Copy out all of the lines below, requests included, and move every point by adding 144 to both its x and y coordinates.

* * * *

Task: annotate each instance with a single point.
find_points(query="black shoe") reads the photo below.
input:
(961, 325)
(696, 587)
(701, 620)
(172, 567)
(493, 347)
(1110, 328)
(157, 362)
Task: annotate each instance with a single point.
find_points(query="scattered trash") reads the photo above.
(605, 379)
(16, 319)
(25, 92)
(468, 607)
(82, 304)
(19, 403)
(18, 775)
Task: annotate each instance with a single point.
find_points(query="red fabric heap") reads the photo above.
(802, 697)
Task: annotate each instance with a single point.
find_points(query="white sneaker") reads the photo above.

* * * *

Written response –
Task: annotate each instance with a single point.
find_points(query="black shoe") reads the photo below.
input:
(1105, 469)
(840, 731)
(845, 764)
(316, 711)
(637, 491)
(1254, 472)
(301, 506)
Task: annotate each instance with a single point.
find_points(query="scattered trash") reads the photo above.
(749, 523)
(160, 463)
(169, 236)
(612, 751)
(226, 448)
(163, 547)
(162, 919)
Task: annotate each instance with a single point.
find_points(query="red fabric heap") reads the photo above.
(946, 841)
Task: annotate each instance with a single point.
find_points(query="white sneaker") reads the photo above.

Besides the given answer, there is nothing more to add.